### ASSIGNED TASK
Could you return all of the listing below exactly, please?

*** Opening of EXERCISE DATA ***

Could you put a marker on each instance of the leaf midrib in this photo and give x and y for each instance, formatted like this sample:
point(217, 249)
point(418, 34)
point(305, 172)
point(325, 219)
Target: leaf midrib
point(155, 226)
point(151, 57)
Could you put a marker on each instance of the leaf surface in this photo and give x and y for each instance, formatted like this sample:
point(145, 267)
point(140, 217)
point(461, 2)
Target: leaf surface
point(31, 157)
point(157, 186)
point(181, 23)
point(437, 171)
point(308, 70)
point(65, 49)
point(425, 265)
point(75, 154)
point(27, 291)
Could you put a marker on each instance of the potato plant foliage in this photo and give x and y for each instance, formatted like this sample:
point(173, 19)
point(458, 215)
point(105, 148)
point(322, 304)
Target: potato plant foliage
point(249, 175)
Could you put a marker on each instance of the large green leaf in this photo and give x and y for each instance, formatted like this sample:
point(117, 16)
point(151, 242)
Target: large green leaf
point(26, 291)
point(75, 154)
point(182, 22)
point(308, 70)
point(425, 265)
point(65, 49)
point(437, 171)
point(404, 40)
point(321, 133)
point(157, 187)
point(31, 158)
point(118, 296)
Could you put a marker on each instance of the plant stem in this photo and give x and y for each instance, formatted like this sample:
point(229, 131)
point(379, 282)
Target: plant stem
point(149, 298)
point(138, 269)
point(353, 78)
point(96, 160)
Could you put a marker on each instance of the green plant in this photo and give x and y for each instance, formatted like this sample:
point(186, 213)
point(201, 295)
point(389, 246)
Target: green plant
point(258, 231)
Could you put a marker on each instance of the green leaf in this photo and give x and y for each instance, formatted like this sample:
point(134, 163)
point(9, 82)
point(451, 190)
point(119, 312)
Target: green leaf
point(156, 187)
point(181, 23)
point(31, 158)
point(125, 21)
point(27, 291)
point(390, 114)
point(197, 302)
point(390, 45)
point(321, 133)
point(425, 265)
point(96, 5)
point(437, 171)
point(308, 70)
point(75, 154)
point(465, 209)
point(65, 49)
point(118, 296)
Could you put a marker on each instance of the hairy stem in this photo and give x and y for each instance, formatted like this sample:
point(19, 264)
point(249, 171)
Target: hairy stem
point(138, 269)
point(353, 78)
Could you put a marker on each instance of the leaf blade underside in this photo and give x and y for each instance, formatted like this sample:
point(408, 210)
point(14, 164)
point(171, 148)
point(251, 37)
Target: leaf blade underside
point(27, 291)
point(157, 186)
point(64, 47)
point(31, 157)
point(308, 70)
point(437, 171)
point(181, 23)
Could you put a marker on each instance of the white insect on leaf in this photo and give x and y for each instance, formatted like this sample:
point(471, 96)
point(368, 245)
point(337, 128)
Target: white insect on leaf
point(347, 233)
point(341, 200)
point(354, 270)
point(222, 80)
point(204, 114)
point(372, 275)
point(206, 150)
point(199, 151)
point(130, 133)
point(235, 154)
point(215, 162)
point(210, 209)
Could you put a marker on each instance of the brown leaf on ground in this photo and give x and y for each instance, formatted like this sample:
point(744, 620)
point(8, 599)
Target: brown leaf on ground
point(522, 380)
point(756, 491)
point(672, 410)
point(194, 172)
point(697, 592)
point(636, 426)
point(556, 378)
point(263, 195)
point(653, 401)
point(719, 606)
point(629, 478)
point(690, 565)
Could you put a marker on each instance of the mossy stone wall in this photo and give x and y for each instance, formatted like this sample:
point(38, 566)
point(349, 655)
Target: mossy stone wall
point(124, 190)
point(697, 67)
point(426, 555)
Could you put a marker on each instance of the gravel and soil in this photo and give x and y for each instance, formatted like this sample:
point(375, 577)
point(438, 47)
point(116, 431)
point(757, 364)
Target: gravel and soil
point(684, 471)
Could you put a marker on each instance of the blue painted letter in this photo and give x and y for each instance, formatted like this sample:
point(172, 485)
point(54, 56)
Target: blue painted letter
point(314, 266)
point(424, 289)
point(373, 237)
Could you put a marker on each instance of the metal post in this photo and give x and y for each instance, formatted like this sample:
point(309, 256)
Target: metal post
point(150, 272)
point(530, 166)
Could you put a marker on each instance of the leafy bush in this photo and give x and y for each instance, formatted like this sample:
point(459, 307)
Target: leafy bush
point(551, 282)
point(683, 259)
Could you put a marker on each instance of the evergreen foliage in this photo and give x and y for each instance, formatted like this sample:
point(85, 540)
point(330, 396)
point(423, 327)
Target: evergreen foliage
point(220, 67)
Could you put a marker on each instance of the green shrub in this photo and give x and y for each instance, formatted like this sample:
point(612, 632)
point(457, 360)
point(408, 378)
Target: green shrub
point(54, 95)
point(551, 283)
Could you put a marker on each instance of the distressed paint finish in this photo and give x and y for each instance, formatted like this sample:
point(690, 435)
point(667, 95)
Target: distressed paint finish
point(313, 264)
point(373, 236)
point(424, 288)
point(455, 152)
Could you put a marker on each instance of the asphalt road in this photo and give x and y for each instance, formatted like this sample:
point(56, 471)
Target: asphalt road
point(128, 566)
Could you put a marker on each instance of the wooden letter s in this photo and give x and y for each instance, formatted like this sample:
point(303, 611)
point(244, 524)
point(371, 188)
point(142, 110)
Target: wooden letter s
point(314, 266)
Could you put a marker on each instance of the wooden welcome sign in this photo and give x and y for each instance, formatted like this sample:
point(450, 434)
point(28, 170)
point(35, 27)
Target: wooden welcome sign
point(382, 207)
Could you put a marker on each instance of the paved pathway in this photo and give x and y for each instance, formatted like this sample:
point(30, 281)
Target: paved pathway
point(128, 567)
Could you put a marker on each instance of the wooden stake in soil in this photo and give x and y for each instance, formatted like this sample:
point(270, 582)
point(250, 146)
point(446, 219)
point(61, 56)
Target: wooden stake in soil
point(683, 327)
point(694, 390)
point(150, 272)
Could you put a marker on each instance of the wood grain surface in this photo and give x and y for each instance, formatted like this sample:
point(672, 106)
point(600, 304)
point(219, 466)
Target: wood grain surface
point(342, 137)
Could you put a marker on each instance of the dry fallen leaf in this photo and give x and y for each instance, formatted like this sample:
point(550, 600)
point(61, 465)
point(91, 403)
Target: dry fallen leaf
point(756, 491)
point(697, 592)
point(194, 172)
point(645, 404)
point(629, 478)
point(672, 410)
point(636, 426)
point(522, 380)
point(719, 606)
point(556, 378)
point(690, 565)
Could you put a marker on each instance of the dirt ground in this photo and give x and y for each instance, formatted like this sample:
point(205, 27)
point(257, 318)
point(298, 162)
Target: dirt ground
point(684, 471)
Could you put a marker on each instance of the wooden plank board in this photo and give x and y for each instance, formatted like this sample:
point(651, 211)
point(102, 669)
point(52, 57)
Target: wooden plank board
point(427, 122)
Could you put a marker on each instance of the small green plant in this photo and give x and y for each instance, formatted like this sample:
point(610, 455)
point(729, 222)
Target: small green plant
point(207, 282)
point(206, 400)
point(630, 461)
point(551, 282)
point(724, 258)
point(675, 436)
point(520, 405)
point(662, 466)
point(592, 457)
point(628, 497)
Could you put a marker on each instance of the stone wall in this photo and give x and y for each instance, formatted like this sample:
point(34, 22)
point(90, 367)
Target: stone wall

*** Close of EXERCISE DATA ***

### TASK RESULT
Could you put a marker on each instance of the leaf midrib in this photo and give x and y for each instance, formatted like this sample:
point(217, 249)
point(418, 34)
point(305, 172)
point(325, 219)
Target: leaf midrib
point(155, 226)
point(151, 57)
Could you put a marker on each instance of the leaf surface in this photo and give x and y for each instance, formatted like this sample:
point(145, 267)
point(140, 217)
point(461, 2)
Target: leaf surface
point(31, 157)
point(157, 186)
point(181, 23)
point(437, 171)
point(308, 70)
point(65, 49)
point(425, 265)
point(75, 154)
point(27, 291)
Could you put a marker on each instance of the potato plant foliage in this photo and give x and y for each instance, formatted like this sample:
point(173, 19)
point(458, 215)
point(105, 148)
point(322, 304)
Target: potato plant foliage
point(249, 175)
Could you put a marker on each instance of the large green leaf in this photo and give x and y for each instance, formatted like this sample:
point(117, 16)
point(151, 242)
Target: large green leaf
point(26, 291)
point(75, 154)
point(182, 22)
point(308, 70)
point(425, 265)
point(65, 49)
point(437, 171)
point(404, 40)
point(321, 133)
point(157, 187)
point(31, 158)
point(118, 296)
Could you put a marker on each instance of the plant stem in this photo and give x and y for each instance, formatted like this sample:
point(229, 131)
point(379, 282)
Target: plant stem
point(149, 298)
point(138, 269)
point(353, 78)
point(96, 160)
Could you put a marker on each instance of the green plant in this photo and give x and y for each instance, formatted like this sample:
point(186, 213)
point(201, 295)
point(389, 246)
Target: green plant
point(258, 231)
Could you put a marker on each instance of the green leaf in this photo and give x and y for each instance, formatted like this sample:
point(134, 163)
point(9, 82)
point(451, 190)
point(119, 312)
Target: green leaf
point(156, 187)
point(181, 23)
point(31, 158)
point(125, 21)
point(27, 291)
point(390, 114)
point(197, 302)
point(390, 45)
point(321, 133)
point(425, 265)
point(96, 5)
point(437, 171)
point(308, 70)
point(75, 154)
point(465, 209)
point(65, 49)
point(118, 296)
Could you put a marker on each instance of the hairy stem in this photo and give x and y for each instance, formatted like this sample:
point(19, 264)
point(249, 171)
Target: hairy stem
point(138, 269)
point(353, 78)
Could you put a marker on each instance of the leaf blade underside in this photo and give x and y for each instance, formatted like this sample:
point(408, 210)
point(14, 164)
point(171, 148)
point(251, 37)
Target: leaf blade underside
point(27, 291)
point(157, 186)
point(64, 47)
point(31, 157)
point(308, 70)
point(437, 171)
point(181, 23)
Could you put a marker on each instance of the white insect on leaf in this photo and give x and y for each instance, formatted like this sample:
point(471, 96)
point(368, 245)
point(337, 128)
Target: white insect on leaf
point(347, 233)
point(341, 200)
point(354, 270)
point(222, 80)
point(204, 114)
point(372, 275)
point(206, 150)
point(199, 151)
point(130, 133)
point(235, 154)
point(215, 162)
point(210, 209)
Could you put a marker on each instance of the brown leaf on ground in this photo and give x and y for each instance, formatted like this sample:
point(744, 620)
point(8, 599)
Target: brown leaf on ground
point(522, 380)
point(756, 491)
point(672, 410)
point(194, 172)
point(697, 592)
point(636, 426)
point(556, 378)
point(263, 195)
point(653, 401)
point(719, 606)
point(629, 478)
point(690, 565)
Could you put a marker on each instance of the mossy stone wall in this photo and give x and y for each instance, formatted like this sample:
point(38, 566)
point(349, 655)
Target: mossy stone wall
point(124, 190)
point(697, 67)
point(426, 555)
Could you put a marker on each instance of the gravel and soil in this photo and give x and y for each instance, formatted like this sample:
point(375, 577)
point(438, 47)
point(116, 431)
point(757, 364)
Target: gravel and soil
point(684, 471)
Could you put a marker on each instance of the blue painted letter in this photo and give x and y for each instance, formatted like this sample:
point(172, 485)
point(54, 56)
Target: blue painted letter
point(314, 266)
point(424, 289)
point(373, 237)
Could you put a marker on each instance of the metal post in this photo and give x and y for each instance, formatted like this sample:
point(309, 256)
Target: metal post
point(150, 272)
point(530, 166)
Could you put a marker on each instance of the leafy bush in this photo and give x and y for each instance, formatted like this sample:
point(459, 307)
Target: leafy bush
point(551, 282)
point(683, 259)
Could you put a marker on each instance of the evergreen foliage in this photo and give x and y for each instance, formatted like this sample:
point(85, 540)
point(330, 396)
point(423, 327)
Target: evergreen foliage
point(220, 67)
Could you put a marker on each instance of the green shrub in this photo and give x and y for each instance, formatted like this sample:
point(612, 632)
point(457, 360)
point(408, 378)
Target: green shrub
point(54, 95)
point(551, 283)
Could you put a marker on each instance of the distressed paint finish in this photo and give x and y for each instance, formatted like this sample:
point(690, 435)
point(667, 95)
Target: distressed paint finish
point(313, 264)
point(373, 236)
point(424, 288)
point(455, 152)
Could you put a marker on each instance of the asphalt road in this photo and give x and y for each instance, formatted like this sample:
point(56, 471)
Target: asphalt road
point(128, 566)
Could you put a marker on each instance of the wooden letter s in this photo and give x and y for each instance, formatted like this sample:
point(303, 611)
point(244, 524)
point(371, 188)
point(142, 110)
Target: wooden letter s
point(314, 266)
Could you put a marker on each instance of the wooden welcome sign in this photo and give x and y for each instance, formatted like this sample:
point(450, 434)
point(28, 170)
point(35, 27)
Target: wooden welcome sign
point(382, 207)
Could you put a marker on each instance of the paved pathway in this photo and give x and y for each instance, formatted like this sample:
point(30, 281)
Target: paved pathway
point(128, 567)
Could you put a marker on each instance of the wooden stake in soil in this photo and give x and y for each instance, formatted like this sample:
point(270, 582)
point(250, 146)
point(446, 219)
point(61, 56)
Target: wooden stake in soil
point(683, 327)
point(694, 390)
point(150, 272)
Could you put a marker on each instance of the wood grain surface in this photo and give x and y for each instance, formatted like this sample:
point(672, 106)
point(600, 304)
point(219, 466)
Target: wood grain surface
point(342, 137)
Could you put a marker on each instance of the dry fallen leaf in this photo and give x and y for each instance, formatted like this sample:
point(550, 600)
point(61, 465)
point(91, 403)
Target: dry fallen leaf
point(756, 491)
point(697, 592)
point(194, 172)
point(645, 404)
point(629, 478)
point(672, 410)
point(636, 426)
point(522, 380)
point(719, 606)
point(556, 378)
point(690, 565)
Could you put a marker on each instance of the dirt ground in this photo and give x and y for each instance, formatted like this sample:
point(205, 27)
point(257, 318)
point(298, 162)
Target: dirt ground
point(684, 471)
Could you put a marker on each instance of the wooden plank board in this photo and give x and y for each instance, formatted like this sample:
point(651, 211)
point(102, 669)
point(52, 57)
Target: wooden plank board
point(427, 122)
Could you put a marker on each instance of the small green plant in this photo and give x and y for each instance, formatted like this sample:
point(610, 455)
point(729, 222)
Target: small green plant
point(207, 282)
point(206, 400)
point(630, 461)
point(551, 282)
point(724, 258)
point(675, 436)
point(520, 405)
point(662, 466)
point(592, 457)
point(628, 497)
Could you put a marker on each instance of the stone wall in this photo and give x and y for each instance, formatted like this sample:
point(34, 22)
point(90, 367)
Target: stone wall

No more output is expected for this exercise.